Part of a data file
....

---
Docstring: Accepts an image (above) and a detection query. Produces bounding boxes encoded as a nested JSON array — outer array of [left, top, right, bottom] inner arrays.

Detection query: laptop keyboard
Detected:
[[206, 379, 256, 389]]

....

▸ WHAT IS EXPECTED
Convert the items above into a Markdown table with two columns, Row and Line, putting each non-blank line in its own row with its number.

▸ EXERCISE SOLUTION
| Row | Line |
|---|---|
| 1 | --- |
| 2 | Docstring: Accepts an image (above) and a detection query. Produces bounding boxes encoded as a nested JSON array — outer array of [left, top, right, bottom] inner arrays. |
| 3 | Detection query: laptop keyboard |
| 4 | Detected: |
| 5 | [[206, 379, 256, 389]] |